◆ **Required action**: Scan the entries below and return each line that contains "wooden".

◆ **Records**:
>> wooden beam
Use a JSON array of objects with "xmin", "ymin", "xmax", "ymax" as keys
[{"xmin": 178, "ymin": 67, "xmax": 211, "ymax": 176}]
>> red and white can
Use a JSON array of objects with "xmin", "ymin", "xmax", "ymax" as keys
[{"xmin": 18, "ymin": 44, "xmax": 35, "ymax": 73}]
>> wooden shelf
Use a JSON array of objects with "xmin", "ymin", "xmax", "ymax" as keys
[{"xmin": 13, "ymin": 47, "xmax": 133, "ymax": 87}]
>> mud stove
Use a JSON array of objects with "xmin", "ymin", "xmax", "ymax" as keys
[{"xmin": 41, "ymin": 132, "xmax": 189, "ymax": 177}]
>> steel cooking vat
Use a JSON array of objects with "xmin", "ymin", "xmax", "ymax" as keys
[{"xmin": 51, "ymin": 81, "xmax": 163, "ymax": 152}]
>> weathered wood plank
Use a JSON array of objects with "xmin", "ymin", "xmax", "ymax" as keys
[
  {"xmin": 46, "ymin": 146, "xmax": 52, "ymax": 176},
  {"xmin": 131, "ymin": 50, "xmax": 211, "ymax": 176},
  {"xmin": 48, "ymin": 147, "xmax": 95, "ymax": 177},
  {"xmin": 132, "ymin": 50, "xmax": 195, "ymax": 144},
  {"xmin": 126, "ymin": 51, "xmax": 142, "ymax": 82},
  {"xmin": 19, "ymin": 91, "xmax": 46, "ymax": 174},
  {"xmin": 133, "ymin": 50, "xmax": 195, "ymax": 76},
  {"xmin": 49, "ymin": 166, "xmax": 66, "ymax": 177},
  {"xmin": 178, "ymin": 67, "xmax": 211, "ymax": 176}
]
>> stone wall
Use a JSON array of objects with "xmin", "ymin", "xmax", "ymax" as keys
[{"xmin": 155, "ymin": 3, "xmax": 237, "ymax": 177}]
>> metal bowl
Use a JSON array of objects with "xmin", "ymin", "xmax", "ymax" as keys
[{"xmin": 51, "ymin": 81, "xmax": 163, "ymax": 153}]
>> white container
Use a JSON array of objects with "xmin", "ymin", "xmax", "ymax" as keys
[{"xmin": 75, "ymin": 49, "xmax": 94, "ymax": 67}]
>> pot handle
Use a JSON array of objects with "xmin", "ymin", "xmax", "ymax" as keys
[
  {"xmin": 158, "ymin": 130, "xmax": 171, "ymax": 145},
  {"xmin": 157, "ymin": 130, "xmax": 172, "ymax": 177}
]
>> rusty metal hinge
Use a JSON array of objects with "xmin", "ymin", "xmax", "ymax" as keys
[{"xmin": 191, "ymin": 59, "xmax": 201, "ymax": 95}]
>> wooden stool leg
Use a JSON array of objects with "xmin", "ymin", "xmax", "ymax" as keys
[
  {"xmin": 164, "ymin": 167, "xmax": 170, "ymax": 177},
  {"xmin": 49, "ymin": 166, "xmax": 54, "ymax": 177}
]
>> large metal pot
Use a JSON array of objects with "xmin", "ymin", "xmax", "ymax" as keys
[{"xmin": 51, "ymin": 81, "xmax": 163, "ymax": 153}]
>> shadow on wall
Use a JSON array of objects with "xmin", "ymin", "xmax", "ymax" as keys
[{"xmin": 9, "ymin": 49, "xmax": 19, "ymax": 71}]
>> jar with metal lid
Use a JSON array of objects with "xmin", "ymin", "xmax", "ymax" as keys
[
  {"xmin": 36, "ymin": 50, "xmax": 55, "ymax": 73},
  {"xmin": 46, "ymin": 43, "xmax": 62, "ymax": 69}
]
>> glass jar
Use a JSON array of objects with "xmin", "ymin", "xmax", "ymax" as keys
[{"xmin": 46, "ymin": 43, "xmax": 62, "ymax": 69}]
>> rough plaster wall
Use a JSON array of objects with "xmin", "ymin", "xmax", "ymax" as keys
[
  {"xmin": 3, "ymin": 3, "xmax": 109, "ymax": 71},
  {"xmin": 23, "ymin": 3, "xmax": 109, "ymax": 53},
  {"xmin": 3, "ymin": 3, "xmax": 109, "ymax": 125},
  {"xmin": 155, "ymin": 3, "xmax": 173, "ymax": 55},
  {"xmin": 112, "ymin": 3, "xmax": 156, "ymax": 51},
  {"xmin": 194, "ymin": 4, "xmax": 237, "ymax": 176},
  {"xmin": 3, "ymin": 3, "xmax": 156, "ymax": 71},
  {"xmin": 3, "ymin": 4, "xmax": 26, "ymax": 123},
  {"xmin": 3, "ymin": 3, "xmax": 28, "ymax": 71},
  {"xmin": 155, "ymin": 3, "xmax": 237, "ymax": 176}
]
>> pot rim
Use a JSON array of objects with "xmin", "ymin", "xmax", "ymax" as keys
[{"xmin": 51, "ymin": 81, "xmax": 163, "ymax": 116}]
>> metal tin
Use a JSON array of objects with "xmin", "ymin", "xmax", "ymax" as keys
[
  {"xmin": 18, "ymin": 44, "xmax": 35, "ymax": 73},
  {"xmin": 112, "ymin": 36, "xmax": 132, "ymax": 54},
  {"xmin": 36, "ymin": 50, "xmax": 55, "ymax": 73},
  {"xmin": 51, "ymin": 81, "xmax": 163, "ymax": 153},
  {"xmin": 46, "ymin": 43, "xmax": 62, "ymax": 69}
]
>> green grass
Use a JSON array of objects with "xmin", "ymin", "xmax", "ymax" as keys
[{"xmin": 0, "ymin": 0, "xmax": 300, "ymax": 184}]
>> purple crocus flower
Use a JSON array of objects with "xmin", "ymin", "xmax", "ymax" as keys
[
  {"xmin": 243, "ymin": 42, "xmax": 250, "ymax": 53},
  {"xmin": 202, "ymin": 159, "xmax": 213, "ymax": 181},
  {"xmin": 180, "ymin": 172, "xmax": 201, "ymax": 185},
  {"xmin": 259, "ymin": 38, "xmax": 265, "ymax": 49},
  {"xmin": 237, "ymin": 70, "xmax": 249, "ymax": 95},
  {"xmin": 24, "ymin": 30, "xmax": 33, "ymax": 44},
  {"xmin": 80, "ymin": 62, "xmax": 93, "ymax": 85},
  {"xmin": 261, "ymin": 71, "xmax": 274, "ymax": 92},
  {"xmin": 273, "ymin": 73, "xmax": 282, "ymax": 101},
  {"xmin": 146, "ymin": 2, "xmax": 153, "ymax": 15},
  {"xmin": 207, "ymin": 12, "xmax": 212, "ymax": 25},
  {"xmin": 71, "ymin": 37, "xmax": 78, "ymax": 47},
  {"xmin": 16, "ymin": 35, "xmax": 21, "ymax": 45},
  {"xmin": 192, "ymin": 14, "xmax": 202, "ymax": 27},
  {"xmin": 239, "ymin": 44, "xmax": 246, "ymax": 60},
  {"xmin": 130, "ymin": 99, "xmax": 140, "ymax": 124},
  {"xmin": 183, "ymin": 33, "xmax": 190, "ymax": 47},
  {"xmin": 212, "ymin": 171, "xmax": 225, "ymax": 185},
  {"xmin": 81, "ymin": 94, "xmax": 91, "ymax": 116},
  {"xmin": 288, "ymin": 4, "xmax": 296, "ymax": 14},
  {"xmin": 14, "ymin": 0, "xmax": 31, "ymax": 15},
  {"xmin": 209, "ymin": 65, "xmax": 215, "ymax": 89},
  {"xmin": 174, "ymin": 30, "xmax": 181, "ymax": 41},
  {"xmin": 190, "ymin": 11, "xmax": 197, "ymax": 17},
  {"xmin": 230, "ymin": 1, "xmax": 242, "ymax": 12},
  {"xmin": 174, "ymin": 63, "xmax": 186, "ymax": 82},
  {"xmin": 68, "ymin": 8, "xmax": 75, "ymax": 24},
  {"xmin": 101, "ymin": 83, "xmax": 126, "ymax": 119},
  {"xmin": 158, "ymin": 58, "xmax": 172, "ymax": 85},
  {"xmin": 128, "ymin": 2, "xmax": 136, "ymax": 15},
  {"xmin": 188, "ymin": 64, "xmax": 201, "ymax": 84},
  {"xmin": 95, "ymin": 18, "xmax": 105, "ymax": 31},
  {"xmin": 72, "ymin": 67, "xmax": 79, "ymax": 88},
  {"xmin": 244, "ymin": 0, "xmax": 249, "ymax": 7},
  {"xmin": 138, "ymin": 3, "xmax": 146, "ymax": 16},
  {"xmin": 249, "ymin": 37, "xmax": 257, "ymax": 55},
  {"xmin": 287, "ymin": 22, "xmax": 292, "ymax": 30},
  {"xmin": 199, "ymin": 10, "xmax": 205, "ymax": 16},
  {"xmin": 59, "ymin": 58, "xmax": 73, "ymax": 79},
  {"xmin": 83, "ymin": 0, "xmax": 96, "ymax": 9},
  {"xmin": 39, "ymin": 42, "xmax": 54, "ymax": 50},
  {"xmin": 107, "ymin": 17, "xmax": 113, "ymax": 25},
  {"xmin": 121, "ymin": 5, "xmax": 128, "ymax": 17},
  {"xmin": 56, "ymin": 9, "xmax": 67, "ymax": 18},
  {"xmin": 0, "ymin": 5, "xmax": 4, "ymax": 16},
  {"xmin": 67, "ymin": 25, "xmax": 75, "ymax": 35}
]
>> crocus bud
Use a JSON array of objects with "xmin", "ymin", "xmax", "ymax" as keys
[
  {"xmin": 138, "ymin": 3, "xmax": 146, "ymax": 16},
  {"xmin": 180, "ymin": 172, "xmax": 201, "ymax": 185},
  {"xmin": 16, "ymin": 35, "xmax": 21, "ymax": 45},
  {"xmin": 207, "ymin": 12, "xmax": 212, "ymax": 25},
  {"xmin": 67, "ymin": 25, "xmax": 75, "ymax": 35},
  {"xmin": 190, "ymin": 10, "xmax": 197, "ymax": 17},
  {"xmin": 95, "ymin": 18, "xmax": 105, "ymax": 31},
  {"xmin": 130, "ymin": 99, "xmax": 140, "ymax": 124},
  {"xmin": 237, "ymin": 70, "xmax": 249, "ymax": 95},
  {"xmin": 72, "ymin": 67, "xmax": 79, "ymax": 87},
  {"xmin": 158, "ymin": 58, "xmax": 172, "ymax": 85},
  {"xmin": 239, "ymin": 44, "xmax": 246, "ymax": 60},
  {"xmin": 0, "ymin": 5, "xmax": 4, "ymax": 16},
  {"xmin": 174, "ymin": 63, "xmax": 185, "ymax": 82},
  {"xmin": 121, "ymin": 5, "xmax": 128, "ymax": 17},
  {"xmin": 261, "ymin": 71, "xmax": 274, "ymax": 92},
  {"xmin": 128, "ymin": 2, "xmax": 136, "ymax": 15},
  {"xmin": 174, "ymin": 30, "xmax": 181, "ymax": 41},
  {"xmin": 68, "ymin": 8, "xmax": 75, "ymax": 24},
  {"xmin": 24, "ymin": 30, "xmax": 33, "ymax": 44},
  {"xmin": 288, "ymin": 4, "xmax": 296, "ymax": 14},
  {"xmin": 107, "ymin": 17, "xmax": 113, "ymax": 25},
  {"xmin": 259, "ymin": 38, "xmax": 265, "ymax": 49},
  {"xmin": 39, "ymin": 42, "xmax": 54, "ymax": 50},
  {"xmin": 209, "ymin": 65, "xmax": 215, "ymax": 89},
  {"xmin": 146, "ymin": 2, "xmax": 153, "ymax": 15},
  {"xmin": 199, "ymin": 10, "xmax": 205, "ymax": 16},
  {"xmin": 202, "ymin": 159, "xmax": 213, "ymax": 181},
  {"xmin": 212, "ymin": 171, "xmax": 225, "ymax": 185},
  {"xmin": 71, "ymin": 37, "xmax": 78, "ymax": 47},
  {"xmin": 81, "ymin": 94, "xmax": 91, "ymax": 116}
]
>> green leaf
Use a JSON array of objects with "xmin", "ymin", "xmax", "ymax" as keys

◆ **Finished exercise**:
>> wooden beam
>> wooden shelf
>> wooden stool leg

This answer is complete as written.